**EXCERPT TO READ**.
Academic conferences are a platform where researchers meet to share research ideas and discoveries. This is usually done via oral presentations by senior researchers and presentations of posters by students. Conferences are a valuable platform that allow for collaboration and establishment of relations among academics. Typically, conferences run over a period of 4-5 days, and are a worthwhile experience, especially for young researchers.

Personally, attending conferences offered me an opportunity to travel out of the African continent for the first time. I got to travel to Lindau Germany to meet Nobel Prize winners. For any young scientist, being selected to attend the Lindau Nobel Laureates meeting is a huge privilege. Not only did I get to meet and have discussions with Nobel Laureates for the first time in my life, I also met and interacted and shared research experiences with PhD students from the most prestigious universities in the world. As a result of being selected for this meeting, I was featured in an article from the largest newspaper publishing in my city. As such, this meeting will remain a major highlight of my academic career.

**WORK INSTRUCTION 1**. Condense the paragraph of the conference passage that begins "Academic conferences are a platform" into a short bulleted list that keeps its main facts.
**WORK INSTRUCTION 2**. Repeat word for word the stretch of the conference passage from "Academic conferences are" through "for young researchers.".
The listing after this text isn't needed for any of the work.

**SUPPLIED RECORDS**.
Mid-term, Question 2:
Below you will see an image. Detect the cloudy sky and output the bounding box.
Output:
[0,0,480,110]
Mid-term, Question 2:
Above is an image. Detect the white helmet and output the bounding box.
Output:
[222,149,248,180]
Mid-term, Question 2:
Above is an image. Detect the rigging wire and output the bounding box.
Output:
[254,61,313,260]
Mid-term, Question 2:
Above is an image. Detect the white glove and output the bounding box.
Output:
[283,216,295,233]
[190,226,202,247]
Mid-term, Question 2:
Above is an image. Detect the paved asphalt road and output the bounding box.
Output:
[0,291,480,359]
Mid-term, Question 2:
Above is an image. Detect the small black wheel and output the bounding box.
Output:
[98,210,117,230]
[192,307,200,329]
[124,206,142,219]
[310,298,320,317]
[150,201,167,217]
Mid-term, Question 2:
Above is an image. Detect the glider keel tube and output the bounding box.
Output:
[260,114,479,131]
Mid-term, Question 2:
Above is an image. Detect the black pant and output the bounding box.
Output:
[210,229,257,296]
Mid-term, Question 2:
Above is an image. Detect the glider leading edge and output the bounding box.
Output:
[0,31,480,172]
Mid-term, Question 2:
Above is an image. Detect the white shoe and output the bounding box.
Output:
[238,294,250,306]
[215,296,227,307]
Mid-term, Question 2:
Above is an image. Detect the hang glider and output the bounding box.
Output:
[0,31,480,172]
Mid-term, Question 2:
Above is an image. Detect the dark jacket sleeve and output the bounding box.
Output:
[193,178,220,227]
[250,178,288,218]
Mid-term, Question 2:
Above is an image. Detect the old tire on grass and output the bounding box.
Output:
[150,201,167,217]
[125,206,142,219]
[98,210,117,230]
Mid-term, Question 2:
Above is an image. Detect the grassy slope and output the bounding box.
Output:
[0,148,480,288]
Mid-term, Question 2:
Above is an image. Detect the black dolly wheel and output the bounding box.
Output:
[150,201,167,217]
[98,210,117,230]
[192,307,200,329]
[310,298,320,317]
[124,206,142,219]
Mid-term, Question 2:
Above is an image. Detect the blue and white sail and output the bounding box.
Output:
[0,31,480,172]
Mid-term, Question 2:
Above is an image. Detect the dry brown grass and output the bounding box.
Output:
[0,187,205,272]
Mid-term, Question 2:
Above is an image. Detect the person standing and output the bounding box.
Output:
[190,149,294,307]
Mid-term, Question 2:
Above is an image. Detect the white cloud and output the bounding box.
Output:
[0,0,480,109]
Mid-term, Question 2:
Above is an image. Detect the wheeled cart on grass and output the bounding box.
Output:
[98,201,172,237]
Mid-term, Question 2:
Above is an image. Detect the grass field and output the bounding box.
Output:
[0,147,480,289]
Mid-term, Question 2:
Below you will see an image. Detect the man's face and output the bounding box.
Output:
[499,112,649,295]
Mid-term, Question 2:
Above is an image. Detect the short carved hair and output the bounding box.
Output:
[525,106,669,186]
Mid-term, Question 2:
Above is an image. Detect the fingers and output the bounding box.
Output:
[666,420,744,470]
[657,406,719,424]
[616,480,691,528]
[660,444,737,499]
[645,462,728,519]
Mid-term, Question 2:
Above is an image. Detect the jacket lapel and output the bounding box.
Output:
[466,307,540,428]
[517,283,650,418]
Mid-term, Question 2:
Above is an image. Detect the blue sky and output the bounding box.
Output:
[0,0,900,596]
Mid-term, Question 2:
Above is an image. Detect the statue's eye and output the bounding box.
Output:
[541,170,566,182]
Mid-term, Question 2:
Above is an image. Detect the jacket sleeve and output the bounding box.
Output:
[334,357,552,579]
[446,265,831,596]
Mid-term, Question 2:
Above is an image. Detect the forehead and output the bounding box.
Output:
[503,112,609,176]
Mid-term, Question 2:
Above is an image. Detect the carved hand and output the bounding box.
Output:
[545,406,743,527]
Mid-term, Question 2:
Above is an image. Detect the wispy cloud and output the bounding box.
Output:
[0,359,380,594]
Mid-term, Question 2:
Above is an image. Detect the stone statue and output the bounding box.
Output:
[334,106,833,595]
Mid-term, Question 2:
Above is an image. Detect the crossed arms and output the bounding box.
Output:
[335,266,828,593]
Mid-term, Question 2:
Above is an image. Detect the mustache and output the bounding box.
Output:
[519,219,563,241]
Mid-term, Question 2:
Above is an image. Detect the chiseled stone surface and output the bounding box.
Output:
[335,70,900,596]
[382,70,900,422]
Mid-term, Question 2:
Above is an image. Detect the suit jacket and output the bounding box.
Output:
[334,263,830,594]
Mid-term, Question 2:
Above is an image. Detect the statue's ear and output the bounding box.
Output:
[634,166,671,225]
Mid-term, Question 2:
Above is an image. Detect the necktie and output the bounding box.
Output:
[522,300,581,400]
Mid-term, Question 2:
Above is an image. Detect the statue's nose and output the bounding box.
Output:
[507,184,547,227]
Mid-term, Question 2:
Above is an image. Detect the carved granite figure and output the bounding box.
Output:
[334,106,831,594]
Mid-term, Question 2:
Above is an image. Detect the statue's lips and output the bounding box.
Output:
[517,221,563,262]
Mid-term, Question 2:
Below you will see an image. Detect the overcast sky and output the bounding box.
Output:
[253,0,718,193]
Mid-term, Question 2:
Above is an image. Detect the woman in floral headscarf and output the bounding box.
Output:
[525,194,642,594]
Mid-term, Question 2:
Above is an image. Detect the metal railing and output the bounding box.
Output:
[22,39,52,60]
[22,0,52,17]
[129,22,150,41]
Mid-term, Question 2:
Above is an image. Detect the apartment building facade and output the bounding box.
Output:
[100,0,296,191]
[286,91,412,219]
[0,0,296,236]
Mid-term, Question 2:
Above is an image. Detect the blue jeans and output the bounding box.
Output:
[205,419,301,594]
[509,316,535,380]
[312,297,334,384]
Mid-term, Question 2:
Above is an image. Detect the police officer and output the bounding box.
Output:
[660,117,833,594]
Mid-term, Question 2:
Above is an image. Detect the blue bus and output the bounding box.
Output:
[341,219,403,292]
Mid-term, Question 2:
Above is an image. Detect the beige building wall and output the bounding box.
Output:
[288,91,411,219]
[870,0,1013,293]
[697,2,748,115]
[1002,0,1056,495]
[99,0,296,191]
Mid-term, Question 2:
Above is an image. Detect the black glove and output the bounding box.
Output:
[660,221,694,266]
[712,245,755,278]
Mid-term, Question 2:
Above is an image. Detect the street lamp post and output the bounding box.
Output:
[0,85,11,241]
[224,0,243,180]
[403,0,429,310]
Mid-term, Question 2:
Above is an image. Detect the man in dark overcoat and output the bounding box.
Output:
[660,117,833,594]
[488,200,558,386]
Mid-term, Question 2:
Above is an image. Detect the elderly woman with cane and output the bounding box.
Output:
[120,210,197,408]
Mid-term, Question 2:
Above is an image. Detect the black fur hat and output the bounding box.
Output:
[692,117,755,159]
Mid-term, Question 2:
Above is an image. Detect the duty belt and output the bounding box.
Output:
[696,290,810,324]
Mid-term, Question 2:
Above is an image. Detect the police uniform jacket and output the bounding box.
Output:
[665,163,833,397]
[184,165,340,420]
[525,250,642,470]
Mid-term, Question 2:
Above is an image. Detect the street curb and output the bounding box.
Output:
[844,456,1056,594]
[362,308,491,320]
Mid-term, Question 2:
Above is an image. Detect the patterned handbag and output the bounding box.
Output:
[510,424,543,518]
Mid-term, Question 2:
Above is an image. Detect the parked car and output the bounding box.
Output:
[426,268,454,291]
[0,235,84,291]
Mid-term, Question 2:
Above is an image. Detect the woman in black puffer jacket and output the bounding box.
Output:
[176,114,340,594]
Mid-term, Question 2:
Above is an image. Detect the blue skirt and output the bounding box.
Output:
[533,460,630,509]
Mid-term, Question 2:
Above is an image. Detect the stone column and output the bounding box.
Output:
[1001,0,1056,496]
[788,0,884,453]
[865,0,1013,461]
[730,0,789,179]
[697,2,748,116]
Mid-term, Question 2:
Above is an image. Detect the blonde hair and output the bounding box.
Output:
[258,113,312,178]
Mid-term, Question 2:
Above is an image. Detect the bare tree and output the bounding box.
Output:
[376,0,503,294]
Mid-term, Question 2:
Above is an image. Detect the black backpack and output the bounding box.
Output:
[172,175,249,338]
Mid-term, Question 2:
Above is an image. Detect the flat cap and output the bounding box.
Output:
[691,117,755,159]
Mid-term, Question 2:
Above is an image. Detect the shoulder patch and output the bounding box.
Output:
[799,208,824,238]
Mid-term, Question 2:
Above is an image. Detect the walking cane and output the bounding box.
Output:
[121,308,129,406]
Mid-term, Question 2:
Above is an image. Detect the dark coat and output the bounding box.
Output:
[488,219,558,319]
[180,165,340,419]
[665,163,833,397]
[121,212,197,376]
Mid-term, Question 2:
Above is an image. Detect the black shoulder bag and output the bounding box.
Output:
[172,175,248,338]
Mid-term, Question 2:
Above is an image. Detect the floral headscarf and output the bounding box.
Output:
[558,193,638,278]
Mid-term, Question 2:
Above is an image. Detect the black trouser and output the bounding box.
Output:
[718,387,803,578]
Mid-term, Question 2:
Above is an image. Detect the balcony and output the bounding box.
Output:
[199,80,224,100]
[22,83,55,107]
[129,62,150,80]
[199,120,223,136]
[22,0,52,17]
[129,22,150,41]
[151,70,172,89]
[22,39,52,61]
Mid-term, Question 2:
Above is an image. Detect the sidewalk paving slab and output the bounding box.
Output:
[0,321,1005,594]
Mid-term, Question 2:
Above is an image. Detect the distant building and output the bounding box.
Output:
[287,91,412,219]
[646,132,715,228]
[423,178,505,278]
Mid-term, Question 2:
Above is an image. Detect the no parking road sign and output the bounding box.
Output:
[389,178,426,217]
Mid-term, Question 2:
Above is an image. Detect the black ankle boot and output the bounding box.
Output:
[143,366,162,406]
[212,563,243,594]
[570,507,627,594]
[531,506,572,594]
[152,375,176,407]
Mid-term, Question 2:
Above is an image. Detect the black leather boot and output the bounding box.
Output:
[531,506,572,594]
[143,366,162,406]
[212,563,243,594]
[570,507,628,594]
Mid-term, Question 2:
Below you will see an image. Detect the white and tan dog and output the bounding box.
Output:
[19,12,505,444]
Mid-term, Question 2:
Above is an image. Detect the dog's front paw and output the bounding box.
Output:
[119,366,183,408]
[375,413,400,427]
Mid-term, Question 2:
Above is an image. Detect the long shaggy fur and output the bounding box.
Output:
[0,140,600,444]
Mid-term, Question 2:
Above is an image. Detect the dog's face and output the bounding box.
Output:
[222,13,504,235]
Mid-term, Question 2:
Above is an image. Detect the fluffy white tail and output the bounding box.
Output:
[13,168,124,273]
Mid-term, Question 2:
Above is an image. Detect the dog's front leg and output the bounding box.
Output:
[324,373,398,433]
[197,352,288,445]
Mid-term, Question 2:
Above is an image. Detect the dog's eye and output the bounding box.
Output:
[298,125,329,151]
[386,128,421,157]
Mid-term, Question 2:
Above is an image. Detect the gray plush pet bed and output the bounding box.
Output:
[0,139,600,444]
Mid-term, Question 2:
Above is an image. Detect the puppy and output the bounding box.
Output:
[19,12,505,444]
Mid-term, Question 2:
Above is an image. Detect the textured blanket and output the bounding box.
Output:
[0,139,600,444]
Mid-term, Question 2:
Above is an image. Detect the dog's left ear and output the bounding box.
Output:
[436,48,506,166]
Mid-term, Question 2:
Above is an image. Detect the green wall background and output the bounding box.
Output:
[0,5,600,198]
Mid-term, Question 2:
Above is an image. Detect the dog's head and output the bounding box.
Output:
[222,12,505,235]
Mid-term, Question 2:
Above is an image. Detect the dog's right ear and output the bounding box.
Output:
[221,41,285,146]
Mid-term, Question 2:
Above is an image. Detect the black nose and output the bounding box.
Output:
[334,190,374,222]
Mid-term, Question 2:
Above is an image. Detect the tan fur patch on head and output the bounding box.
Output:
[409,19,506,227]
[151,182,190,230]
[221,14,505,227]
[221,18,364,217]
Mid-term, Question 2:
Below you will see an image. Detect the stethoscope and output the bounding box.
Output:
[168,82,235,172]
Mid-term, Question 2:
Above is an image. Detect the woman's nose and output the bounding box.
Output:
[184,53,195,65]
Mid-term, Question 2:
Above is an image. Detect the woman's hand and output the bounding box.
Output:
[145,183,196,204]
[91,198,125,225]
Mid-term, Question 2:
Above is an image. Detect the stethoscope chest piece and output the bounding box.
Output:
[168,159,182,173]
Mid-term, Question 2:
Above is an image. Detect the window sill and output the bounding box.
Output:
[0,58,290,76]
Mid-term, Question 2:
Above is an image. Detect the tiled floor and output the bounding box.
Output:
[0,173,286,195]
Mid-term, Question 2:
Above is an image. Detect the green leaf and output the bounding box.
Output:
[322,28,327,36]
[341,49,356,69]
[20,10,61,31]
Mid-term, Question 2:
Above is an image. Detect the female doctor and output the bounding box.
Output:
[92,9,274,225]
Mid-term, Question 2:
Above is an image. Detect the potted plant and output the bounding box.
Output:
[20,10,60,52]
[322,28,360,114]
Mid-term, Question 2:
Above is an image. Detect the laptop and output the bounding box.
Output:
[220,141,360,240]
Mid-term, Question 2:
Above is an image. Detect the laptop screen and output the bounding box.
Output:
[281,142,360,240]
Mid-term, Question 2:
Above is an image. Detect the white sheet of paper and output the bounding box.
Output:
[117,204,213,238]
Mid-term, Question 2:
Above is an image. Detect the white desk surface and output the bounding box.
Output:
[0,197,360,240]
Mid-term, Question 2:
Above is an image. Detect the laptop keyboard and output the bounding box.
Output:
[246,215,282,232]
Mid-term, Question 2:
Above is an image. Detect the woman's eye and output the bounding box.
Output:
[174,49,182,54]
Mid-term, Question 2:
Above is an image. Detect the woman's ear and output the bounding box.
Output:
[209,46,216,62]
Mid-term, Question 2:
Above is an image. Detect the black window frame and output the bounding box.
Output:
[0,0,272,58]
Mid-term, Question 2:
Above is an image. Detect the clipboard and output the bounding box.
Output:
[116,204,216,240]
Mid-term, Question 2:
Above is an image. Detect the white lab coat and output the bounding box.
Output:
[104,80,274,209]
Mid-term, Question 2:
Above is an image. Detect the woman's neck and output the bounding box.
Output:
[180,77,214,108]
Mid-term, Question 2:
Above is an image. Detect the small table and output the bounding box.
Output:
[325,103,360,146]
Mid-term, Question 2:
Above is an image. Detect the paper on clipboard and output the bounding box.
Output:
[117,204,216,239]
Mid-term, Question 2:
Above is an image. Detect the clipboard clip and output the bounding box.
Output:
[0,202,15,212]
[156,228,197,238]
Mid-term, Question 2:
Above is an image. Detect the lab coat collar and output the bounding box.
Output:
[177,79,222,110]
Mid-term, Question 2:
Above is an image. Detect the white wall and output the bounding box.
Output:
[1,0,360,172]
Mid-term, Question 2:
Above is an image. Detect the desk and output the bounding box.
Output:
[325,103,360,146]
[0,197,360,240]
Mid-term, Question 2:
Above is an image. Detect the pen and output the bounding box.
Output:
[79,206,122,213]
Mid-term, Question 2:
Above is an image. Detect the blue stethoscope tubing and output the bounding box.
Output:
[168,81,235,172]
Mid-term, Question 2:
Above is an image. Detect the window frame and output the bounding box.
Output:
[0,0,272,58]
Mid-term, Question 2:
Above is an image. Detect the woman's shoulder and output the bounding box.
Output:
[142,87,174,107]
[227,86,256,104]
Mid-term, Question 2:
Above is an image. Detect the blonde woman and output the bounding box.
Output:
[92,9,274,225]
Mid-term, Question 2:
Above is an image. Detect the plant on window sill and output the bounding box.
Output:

**EXPECTED OUTPUT 1**.
- Academic conferences let researchers meet and share research ideas and discoveries.
- Senior researchers usually give oral presentations, and students present posters.
- They support collaboration and help academics build relationships.
- They typically last 4–5 days and are especially worthwhile for young researchers.

**EXPECTED OUTPUT 2**.
Academic conferences are a platform where researchers meet to share research ideas and discoveries. This is usually done via oral presentations by senior researchers and presentations of posters by students. Conferences are a valuable platform that allow for collaboration and establishment of relations among academics. Typically, conferences run over a period of 4-5 days, and are a worthwhile experience, especially for young researchers.